begin EXCERPT
Hawai'i's community colleges were established by the legislature in 1964 with a mandate to serve all the people of Hawai'i in an open-enrollment system. To go to other schools such as Manoa or HPU, you must apply and be accepted. Students who are accepted by application have demonstrated that they are ready for college and that they intend to finish. The latter may not happen, but the skills and intent are present when students, mostly of regular college age, walk in the door.

The CC system is a different world, with an average age of 28.2 at UH Maui College, as opposed to 22 at Manoa. Some are starting college straight out of high school, but most did not go to college at the "traditional" age. This is the brilliance of open enrollment at Hawai'i's community colleges: Anyone can play. This is also where the plot thickens.

President Obama has made a well-intentioned proposal for metrics-based Federal funding for colleges, calculated by graduation rates and length of time to degree, along with student-debt load and employability after graduation. The idea is to ensure students are not wasting money and time with high-cost, low-value degrees from for-profit schools. Federal funding follows ratings. Conceptually, it makes sense, but it will devastate open enrollment schools nationwide, including Hawai'i's community colleges. Well-funded, high profile schools select students likely to succeed and they will get the bulk of funding. CC students just do not matriculate on schedule for a number of predictable reasons, both practical and financial.

Our students have children they are raising, and some have grandchildren for whom they are primary caregivers. They work three jobs to keep a roof over their family's heads. I have students giving birth, enduring chemotherapy, or caring for parents and grandparents in hospice. Some are drop-outs who one day decide to get a GED and start improving their lives. They are the first in their immigrant family to even dream of college. They are recovering alcoholics or addicts with brilliant minds beginning to blossom. Some are simply taking an affordable path to applying to a Bachelor's program, and will do so successfully, but they will never complete the AA in which they enrolled.

Somehow, they persevere toward whatever goal prompted their return to school, and these are exactly the people open enrollment is designed to serve. Hawai'i colleges fall under accreditation by the Western Association of Schools and Colleges (WASC) or the Accrediting Commission for Community and Junior Colleges (ACCJC), which monitor how well schools meet standards and outcome goals. Among the standards, a credit hour is calculated as most of an hour in class plus about three hours of homework each week, or about 12 hours per three-credit course. For students maintaining children and household while working 60 hours a week, they are lucky to pass two classes a semester. To do 20 classes for an AA, that can take five years.

Under MRC Greenwood, the former UH system president infamous for the Stevie Wonder debacle, Manoa began a "15 to finish" initiative. That's 15 credits per semester to reach a BA in four years. It freaked our students out. They have no possibility of the time or funding to meet that goal. It would satisfy the ratings metrics, but would disenfranchise at least a third the 58,000 students in the UH system.

The Hawai'i community college system is nowhere near broken. Actually it is thriving, and fulfilling a plethora of diverse needs. You will find faculty encouraging and counseling students in a myriad of ways to get them through, despite the impossible situations, and we celebrate with them when they do finally finish after sometimes eight or nine years. They finish late not because of system problems, but because they are already going as fast as they can, short of neglecting the kids and giving up on having a home. They finish slowly, against overwhelming odds, but they do finish. Every system can use improvement, to be fair, and faculty and staff work constantly toward that goal. To that end, we need a system that nurtures all of our students on to degrees, on their own terms and in their own time, not one that will exclude the students lifting the heaviest loads on their roads to better lives.
end EXCERPT
begin EXERCISE DATA
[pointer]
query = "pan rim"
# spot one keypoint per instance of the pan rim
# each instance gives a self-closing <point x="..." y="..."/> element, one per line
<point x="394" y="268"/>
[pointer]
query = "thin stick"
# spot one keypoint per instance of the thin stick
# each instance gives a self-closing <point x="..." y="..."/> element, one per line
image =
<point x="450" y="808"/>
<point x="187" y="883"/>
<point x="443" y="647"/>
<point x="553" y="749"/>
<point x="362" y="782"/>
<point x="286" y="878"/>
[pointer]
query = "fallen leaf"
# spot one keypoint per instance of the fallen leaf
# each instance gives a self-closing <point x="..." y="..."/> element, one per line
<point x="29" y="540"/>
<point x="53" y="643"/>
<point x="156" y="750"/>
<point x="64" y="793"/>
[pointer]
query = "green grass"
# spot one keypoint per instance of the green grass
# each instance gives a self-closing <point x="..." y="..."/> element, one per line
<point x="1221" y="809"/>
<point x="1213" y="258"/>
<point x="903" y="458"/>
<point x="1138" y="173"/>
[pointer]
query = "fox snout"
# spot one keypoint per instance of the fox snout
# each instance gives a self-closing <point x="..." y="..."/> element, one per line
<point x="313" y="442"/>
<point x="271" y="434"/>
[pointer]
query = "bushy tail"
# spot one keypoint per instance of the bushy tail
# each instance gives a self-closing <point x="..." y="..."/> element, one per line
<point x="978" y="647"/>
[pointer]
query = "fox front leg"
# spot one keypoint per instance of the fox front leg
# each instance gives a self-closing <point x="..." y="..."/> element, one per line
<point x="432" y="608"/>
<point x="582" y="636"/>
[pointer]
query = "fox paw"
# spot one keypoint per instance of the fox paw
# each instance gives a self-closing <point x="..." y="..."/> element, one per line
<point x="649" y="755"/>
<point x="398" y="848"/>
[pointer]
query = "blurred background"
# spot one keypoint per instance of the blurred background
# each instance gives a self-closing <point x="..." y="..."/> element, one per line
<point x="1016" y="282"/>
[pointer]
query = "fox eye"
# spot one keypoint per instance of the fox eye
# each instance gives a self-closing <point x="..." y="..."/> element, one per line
end EXERCISE DATA
ACTIONS TO TAKE:
[A] From the community colleges piece, list each measure that President Obama's funding proposal would use to rate colleges.
[B] Report every line of the records that contains the word "grass", with case counting.
The records have no connection to the text about Hawai'i's community colleges.

SOLUTIONS TO EACH TASK:
[A]
- Graduation rates
- Length of time to degree
- Student-debt load
- Employability after graduation

[B]
query = "green grass"
# spot one keypoint per instance of the green grass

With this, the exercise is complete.